## [DOCUMENT PASSAGE]
════════════════

While I am no expert on raising chickens I received this Anonymous comment several days ago on a post I did on taking care of chicks.
"I'm growing some chicks. i got them pretty small but have had them for about a 1 1/2 months. They won't eat just anything, which I don't like. They don't care for sweet potato scraps and they won't eat the sorghum or the sunflower from the extra cheap bird seed I bought. They don't even like potatoes that much. They also crave too much fat and protein. A lot of times if it ain't a bug they don't want to hear about it. They go crazy over scrap meat. I don't like that. How do I make them less picky. I can't remember the breeds. But I have one white/yellow and 2 black chicks. The black chicks are very slow to catch on to new food and they all follow the bigger white/yellow chick. I'm sure he is a rooster."
I had to snicker as it reminded me of my 11 month old grandson sitting in his high chair refusing food from a spoon. He only wants it if he can feed himself. A couple of points I would like to make......
1. Chickens are naturally foragers or opportunistic feeders. They walk around my yards and scratch and peck all day long. Most things such as potato peels and such my chickens will eat. Maybe try withholding other feed for a little and let them get a little hungry and I bet they will eat it : ) If not remember to rake it up and dispose of it so as not to get any sort of insects (maggots) in it.
2."they won't eat the sorghum or the sunflower from the extra cheap bird seed I bought."
Are you giving them grit? Your chickens when they were young and I am assuming you were feeding them commercial chick food had grit in it. Once they start eating grain or big chicken feed they need grit in the crop to digest any grain and it must be kept available at all times. Even if our chickens free range we still always have a small tub of grit available for them. My husband and I help alot of kids in our area with their 4-H poultry projects. We got a call a while back from a parent asking us to come look at their sons chickens that they were dying. The birds when we got there had plenty of feed and water but were starving standing in their pens because they had no grit in their crop to digest the ingested food. Eventually the crop gets impacted and the chicken dies. Along with that grit I would suggest a little ground oyster shell for the calcium. This is available at most feed stores.
3. "They go crazy over scrap meat. I don't like that."

════════════════

## [LISTED RECORDS]
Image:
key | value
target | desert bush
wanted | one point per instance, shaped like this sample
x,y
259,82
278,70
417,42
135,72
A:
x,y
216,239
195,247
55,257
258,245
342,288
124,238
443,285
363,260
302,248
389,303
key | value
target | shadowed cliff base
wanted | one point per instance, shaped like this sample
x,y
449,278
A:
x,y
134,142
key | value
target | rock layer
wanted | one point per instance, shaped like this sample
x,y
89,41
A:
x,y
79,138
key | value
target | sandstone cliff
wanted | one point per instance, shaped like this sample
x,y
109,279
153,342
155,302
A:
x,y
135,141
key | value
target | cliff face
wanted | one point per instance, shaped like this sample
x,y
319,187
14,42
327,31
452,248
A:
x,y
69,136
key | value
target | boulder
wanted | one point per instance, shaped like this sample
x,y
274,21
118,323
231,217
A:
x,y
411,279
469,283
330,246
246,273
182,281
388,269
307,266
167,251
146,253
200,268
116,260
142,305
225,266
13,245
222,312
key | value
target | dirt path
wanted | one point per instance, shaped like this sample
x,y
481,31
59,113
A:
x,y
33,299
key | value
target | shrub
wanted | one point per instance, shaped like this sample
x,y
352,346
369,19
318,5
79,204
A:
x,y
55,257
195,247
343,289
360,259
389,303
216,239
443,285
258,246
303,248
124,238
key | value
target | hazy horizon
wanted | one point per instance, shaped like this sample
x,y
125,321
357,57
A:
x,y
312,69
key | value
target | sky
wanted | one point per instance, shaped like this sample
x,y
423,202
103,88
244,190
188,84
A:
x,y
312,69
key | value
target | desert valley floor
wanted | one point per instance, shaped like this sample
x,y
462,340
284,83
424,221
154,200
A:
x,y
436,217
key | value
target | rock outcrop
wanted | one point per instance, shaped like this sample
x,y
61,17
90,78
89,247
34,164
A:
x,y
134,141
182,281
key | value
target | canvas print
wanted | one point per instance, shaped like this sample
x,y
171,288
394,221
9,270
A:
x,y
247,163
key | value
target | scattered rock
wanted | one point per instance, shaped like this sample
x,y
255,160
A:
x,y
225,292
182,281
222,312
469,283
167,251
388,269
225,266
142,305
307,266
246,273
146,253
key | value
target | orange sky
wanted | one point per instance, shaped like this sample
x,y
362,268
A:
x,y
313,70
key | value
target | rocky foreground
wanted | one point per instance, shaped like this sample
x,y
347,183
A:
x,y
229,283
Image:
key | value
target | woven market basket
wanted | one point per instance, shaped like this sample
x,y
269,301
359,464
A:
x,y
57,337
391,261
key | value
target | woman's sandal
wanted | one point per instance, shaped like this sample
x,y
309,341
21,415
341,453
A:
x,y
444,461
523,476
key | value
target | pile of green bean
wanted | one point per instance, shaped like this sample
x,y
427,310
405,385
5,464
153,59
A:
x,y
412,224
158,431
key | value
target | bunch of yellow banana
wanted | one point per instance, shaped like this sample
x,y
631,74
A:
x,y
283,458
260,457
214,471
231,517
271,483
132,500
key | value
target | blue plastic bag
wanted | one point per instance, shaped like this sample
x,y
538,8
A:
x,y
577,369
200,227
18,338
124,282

════════════════

## [THINGS TO DO]
[1] Say whether each statement agrees with the post about picky chicks, answering yes or no and quoting the deciding words of the post. (a) The writer's own chickens will eat most things, such as potato peels. (b) The writer's chickens have no grit available when they free range. (c) The commenter has two white/yellow chicks.
[2] In the post about picky chicks, swap "foragers" for "grazers" and write out everything from "1. Chickens are" down to "(maggots) in it.".
[3] Write the next part of the post about picky chicks, picking up after its final line.

## [OUTPUTS FOR THE TASKS]
[1]
(a) Yes: "Most things such as potato peels and such my chickens will eat."
(b) No: "Even if our chickens free range we still always have a small tub of grit available for them."
(c) No: "But I have one white/yellow and 2 black chicks."

[2]
1. Chickens are naturally grazers or opportunistic feeders. They walk around my yards and scratch and peck all day long. Most things such as potato peels and such my chickens will eat. Maybe try withholding other feed for a little and let them get a little hungry and I bet they will eat it : ) If not remember to rake it up and dispose of it so as not to get any sort of insects (maggots) in it.

[3]
Some people do give their chickens and poultry meat but I do not. Once we went to a kids house who also had chickens as a 4-H project. They had been feeding their chickens raw meat scraps also. Their chickens were dying also. My husband cut open the crop of one of the dead chickens and it was full of undigested meat and the entire crop was impacted with maggots. Sorry to be so graphic. My other fear is that by feeding them meat that I could inadvertently cause them to become cannibalistic toward each other. Chickens will peck each other to death. I have seen a hen have a bleeding sore and the other chickens peck it until she dies. I always quarantine any bird with injuries and stay away from meat.
Also in this hot weather if you do throw meat to them it would not take long to spoil. Below I have a link to a site describing botulism symptoms in poultry.
Botulism in Poultry
Also never let anything stay in there long enough to get an infestation of maggots. Always pick up anything that could spoil and dispose of it.
Chickens are not hard to keep with a little care. I feed my chickens "Scratch" which I buy at the feed store every morning. It is a mixture of grains which I throw out for them to scratch around in. I also throw them some cracked corn and laying mash every evening.
In between I give them cooking scraps and vegetables from the garden. In the winter I give them regular bird suet when it is very cold . You can buy it or find plenty of recipes on the internet.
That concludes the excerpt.